▶ _Task to complete_:
Restate every entry word for word.

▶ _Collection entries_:
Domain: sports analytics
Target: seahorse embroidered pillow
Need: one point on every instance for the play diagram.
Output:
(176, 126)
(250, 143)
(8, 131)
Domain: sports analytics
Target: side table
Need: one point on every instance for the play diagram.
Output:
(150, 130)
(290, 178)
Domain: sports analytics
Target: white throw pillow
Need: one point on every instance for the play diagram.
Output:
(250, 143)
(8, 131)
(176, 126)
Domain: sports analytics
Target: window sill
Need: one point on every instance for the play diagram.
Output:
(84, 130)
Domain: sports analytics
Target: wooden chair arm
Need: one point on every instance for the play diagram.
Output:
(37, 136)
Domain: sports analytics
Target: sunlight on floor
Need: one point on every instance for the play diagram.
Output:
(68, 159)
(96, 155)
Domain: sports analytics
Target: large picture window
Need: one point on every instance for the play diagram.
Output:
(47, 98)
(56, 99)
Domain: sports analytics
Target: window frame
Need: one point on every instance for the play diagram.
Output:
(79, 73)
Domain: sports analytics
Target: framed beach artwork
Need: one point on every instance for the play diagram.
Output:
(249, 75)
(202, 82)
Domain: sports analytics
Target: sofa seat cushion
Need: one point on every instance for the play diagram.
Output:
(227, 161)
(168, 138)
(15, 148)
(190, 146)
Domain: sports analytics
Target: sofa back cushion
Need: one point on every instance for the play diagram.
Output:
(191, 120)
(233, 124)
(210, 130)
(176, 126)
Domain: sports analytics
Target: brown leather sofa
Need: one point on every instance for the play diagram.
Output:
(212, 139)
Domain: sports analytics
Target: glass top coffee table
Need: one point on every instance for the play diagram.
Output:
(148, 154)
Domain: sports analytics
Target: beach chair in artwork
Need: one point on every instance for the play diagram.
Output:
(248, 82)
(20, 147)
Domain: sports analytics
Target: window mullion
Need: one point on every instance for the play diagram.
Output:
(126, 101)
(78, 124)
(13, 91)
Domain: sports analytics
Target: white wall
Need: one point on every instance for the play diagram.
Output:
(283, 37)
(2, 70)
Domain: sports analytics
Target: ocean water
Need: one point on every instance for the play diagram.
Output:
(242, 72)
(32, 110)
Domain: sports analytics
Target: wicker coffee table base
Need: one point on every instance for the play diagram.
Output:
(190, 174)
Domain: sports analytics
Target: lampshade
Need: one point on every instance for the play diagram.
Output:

▶ _Expected answer_:
Domain: sports analytics
Target: seahorse embroidered pillow
Need: one point on every instance for the play diagram.
Output:
(176, 126)
(250, 143)
(8, 131)
Domain: sports analytics
Target: side table
Need: one point on every instance for the play diagram.
Output:
(150, 130)
(290, 178)
Domain: sports analytics
Target: white throw pillow
Need: one point on every instance for the play diagram.
Output:
(250, 143)
(8, 131)
(176, 126)
Domain: sports analytics
Target: window sill
Need: one point on every instance for the play diagram.
Output:
(84, 130)
Domain: sports analytics
Target: wooden chair arm
Need: one point on every instance for the play diagram.
Output:
(37, 136)
Domain: sports analytics
Target: sunlight on floor
Need: one point on every instance for the play diagram.
Output:
(68, 159)
(96, 155)
Domain: sports analytics
Target: large picture window
Need: one point on every instance for the play diagram.
Output:
(47, 98)
(56, 99)
Domain: sports analytics
Target: window frame
Need: one point on every instance for the play diagram.
Output:
(79, 73)
Domain: sports analytics
Target: framed beach artwork
Need: one point on every instance for the play diagram.
Output:
(249, 75)
(202, 82)
Domain: sports analytics
Target: sofa seat cushion
Need: one point on every instance for the play diagram.
Output:
(227, 161)
(168, 138)
(15, 148)
(190, 146)
Domain: sports analytics
Target: sofa back cushion
Need: one point on every instance for the play diagram.
Output:
(191, 120)
(233, 124)
(210, 130)
(176, 126)
Domain: sports analytics
Target: brown leather sofa
Need: one point on every instance for the play diagram.
Output:
(212, 139)
Domain: sports analytics
Target: glass top coffee table
Need: one point on every instance for the play diagram.
Output:
(148, 154)
Domain: sports analytics
Target: beach chair in artwork
Need: one point on every instance for the play diagram.
Output:
(248, 82)
(20, 147)
Domain: sports analytics
Target: window mullion
Need: one point on every instance for the play diagram.
Output:
(126, 101)
(78, 124)
(13, 91)
Domain: sports analytics
Target: white wall
Need: one point on every instance for the play diagram.
Output:
(283, 37)
(2, 70)
Domain: sports analytics
Target: ocean water
Need: one point on every instance for the play diagram.
Output:
(242, 72)
(32, 110)
Domain: sports analytics
Target: wicker coffee table base
Need: one point on every instance for the play diagram.
Output:
(190, 174)
Domain: sports analytics
Target: lampshade
Need: one point on every instance for the play diagram.
Output:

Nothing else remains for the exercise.